*** LISTED RECORDS Section Begins ***
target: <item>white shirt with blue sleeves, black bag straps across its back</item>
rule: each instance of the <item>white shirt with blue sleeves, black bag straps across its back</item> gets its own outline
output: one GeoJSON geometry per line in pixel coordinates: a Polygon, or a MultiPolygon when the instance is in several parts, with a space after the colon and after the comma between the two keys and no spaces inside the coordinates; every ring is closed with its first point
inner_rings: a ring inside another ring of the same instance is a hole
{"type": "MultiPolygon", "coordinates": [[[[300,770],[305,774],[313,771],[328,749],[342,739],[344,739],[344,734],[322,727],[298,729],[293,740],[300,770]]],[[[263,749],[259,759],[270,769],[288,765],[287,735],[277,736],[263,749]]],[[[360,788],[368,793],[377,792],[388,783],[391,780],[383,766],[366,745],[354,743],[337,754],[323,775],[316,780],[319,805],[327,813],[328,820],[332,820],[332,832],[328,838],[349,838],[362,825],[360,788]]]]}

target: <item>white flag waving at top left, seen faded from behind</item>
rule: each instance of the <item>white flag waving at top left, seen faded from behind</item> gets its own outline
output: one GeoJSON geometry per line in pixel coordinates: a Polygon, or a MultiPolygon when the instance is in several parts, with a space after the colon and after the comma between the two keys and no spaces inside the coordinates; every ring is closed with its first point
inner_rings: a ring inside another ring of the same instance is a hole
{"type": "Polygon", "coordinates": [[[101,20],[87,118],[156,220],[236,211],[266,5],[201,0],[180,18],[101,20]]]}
*** LISTED RECORDS Section Ends ***
● TASK DETAILS:
The listing above is to be restated word for word.

● RESPONSE:
target: <item>white shirt with blue sleeves, black bag straps across its back</item>
rule: each instance of the <item>white shirt with blue sleeves, black bag straps across its back</item> gets its own outline
output: one GeoJSON geometry per line in pixel coordinates: a Polygon, or a MultiPolygon when the instance is in several parts, with a space after the colon and after the comma between the two keys and no spaces inside the coordinates; every ring is closed with its first point
inner_rings: a ring inside another ring of the same instance is a hole
{"type": "MultiPolygon", "coordinates": [[[[300,770],[305,774],[313,771],[328,749],[342,739],[344,739],[344,734],[322,727],[298,729],[293,740],[300,770]]],[[[263,749],[259,759],[270,769],[288,765],[287,735],[277,736],[263,749]]],[[[360,788],[368,793],[377,792],[388,783],[391,780],[383,766],[366,745],[354,743],[337,754],[323,775],[316,780],[319,805],[327,813],[328,820],[332,820],[332,832],[328,838],[349,838],[362,825],[360,788]]]]}

target: <item>white flag waving at top left, seen faded from behind</item>
rule: each instance of the <item>white flag waving at top left, seen faded from behind</item> gets its own outline
output: one GeoJSON geometry per line in pixel coordinates: a Polygon, or a MultiPolygon when the instance is in several parts, with a space after the colon and after the comma between the two keys and no spaces inside the coordinates; every ring is closed with its first point
inner_rings: a ring inside another ring of the same instance is a hole
{"type": "Polygon", "coordinates": [[[101,20],[87,118],[156,220],[236,211],[266,5],[201,0],[180,18],[101,20]]]}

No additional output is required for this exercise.